Every August 15th I bake a German Chocolate cake even though no one in this house eats it. Well I do but I can’t eat the whole thing myself. I have taken to only putting the coconut icing on half so that my Chef will eat some of the cake, his aversion to all things coconut winning out over his love of pecans. I make the cake anyway, once a year and have since 1998. I make it for my older brother on his birthday, it was his favorite.
I’m not one for visiting gravesite, my sister-in-law is so faithful at this. She ensures my mother always has flowers and a grave blanket in winter, something that was really important to mom. She and my little brother go to all the graves and then send me pictures of their work. I went right after mom died, right after Joe died, but then rarely go back. They aren’t there. So I bake a cake and remember my older brother, focus on the good times and try not to beat the eggs too roughly as my anger rises again.
Everything good in my little brother was missing in my older brother. I can explain it away by the high fevers he had as a toddler, the extra time he spent with our abusive father, the addiction that grabbed him as he hit his tweens. He was just a shit. He stole from us, mom’s keepsakes from her mother, my babysitting money. He introduced both his younger siblings to drugs and alcohol and then told mom on us, reaping the rewards of the confiscated goods and gaining points with her. He was a shit but God was he charming. Four years older than me, with a group of rowdy friends, always ready to party, always laughing. My friends thought he was gorgeous, wanted to be around him. I tried to escape him, his bullying and late night parties when mom went away. I loved him because he was my brother and hated that he was my brother, that I couldn’t turn my back all the way on him.
My mother learned to enable as a child with her own father, she hid his bottles from her own mother, told lies to protect him. She did no less for her son. Fresh starts broken promises money slid across the table. Leftovers always packaged for him to grab, no need for him to spend his money on food. This boy never had to grow up even when he fathered a child. We all stepped in and began to provide for this beautiful boy because my brother would rather buy beer than baby bottles. My sister-in-law raised this boy into man who has his own family and provides for them. A man to be proud of, a man my brother never got to know.

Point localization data
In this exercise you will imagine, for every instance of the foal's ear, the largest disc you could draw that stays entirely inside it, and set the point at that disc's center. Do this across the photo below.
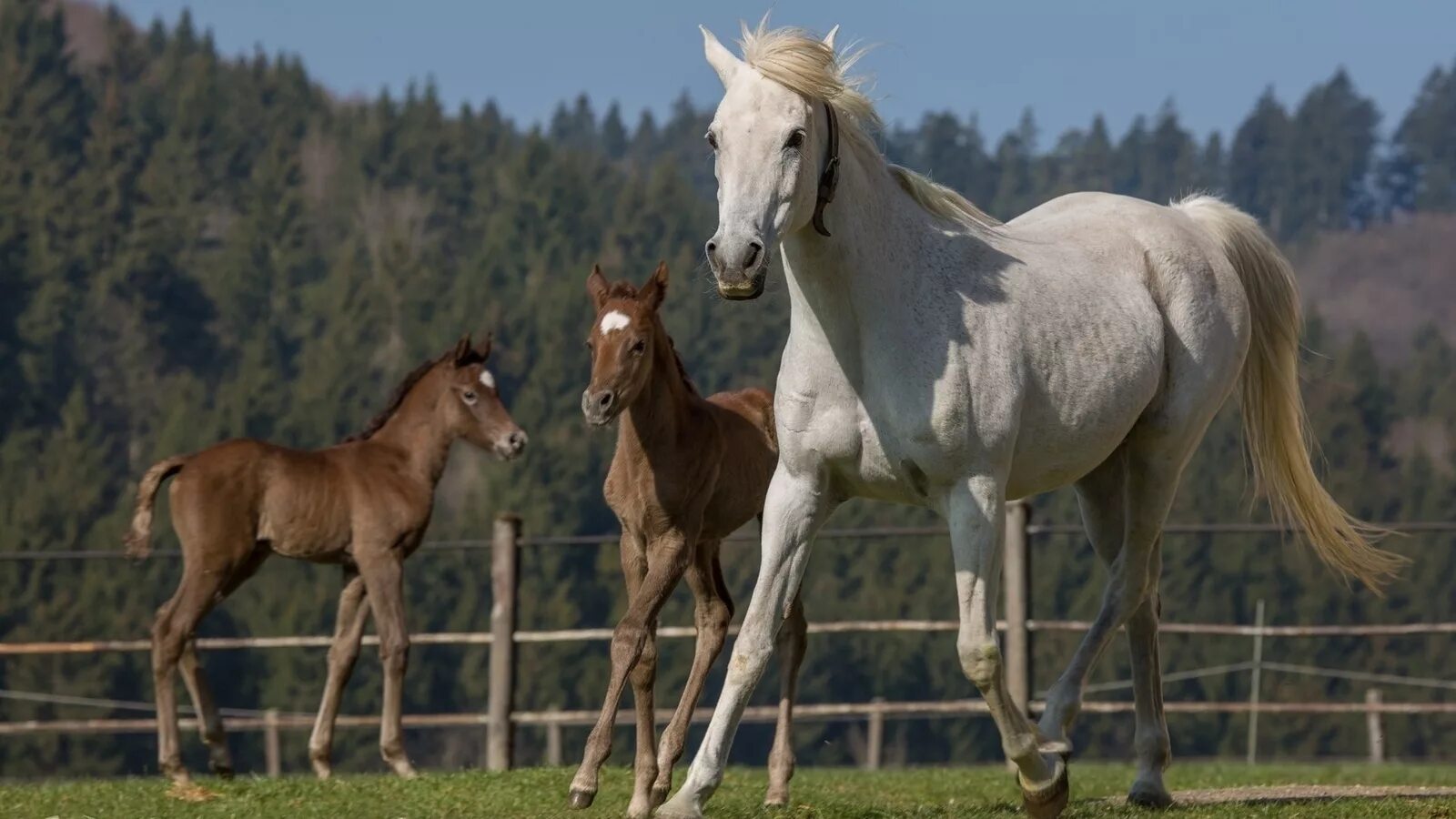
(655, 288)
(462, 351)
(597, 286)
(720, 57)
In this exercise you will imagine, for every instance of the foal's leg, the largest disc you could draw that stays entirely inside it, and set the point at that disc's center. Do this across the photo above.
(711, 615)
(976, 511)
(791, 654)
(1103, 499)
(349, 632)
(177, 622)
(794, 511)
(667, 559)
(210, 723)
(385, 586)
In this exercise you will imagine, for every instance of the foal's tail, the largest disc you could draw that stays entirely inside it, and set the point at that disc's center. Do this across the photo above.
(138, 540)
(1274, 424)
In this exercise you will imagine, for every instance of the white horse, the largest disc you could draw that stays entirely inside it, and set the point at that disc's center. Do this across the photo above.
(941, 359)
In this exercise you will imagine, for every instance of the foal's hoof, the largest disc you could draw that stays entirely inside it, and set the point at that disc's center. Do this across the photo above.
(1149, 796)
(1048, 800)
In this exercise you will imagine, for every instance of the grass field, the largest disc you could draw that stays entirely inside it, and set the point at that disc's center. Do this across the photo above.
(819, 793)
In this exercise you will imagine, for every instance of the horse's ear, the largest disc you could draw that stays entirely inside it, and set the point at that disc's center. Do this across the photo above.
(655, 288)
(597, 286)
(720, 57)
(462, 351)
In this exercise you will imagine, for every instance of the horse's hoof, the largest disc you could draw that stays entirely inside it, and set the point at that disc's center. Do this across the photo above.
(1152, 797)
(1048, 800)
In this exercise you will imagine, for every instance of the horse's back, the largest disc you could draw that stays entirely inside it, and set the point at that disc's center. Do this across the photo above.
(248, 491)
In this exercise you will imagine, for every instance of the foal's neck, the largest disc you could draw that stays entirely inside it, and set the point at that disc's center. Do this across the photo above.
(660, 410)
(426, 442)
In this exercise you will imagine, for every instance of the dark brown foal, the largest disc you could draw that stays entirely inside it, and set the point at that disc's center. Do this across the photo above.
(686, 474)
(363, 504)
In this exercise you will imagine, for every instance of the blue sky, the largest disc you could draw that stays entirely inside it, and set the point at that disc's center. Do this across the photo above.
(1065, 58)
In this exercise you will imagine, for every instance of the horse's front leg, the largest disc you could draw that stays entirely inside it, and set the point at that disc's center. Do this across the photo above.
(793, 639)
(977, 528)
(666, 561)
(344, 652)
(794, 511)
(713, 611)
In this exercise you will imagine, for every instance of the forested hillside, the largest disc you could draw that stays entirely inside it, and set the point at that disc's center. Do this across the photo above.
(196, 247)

TASKS AND EXERCISES -
1. According to the memoir, since what year has the writer baked a German Chocolate cake every August 15th?
2. Rewrite the paragraph of the memoir that begins "My mother learned to enable" as a shorter paragraph, keeping its main facts.
3. Continue the memoir from the point where it stops.

RESULTS IN ORDER -
1. Since 1998.

2. The mother learned to enable as a child, hiding her father's bottles and lying to protect him, and she did the same for her son with fresh starts, money and leftovers packaged for him. He never had to grow up, even after fathering a child, preferring beer to baby bottles, so the family provided for the boy. The sister-in-law raised him into a man who provides for his own family, a man his father never got to know.

3.
My brother killed himself in 1997. He finally gave up, stopped fighting his desire to use drugs and to drink. He wanted more and had no idea how to ever get there, at 37 years of age and most of his life high. Friends had gone on to college, gotten married, were raising their kids instead of hell. He gave up after dozens of times calling me threatening to do so, me talking him down. He didn’t call me this time. His life has been a cautionary tale for the nieces and nephews he barely knew. We can’t play with substances like other families. We have bad genes. His life was not wasted even though he mostly always was. I grew strength, resolve, to stand strong in the face of my own son’s use. I left him in rehabs while he begged to come home. When he made promises and pledges that I knew were lies and out of his control to keep, I walked away and into a parents group. I testified to judges about addiction and the need for help and not just incarceration. I have fought with and for my son. I have fought the urge to enable with every breath. I have seen the outcome. I don’t want to see pictures of a gravesite my sister-in-law has decorated for me. I don’t want to bake a cake for him that no one will eat.
Every August 15th I bake a cake. By August 20th it is in the trash. Wasted, no more candles ever. A cautionary German Chocolate cake. And I remember my brother.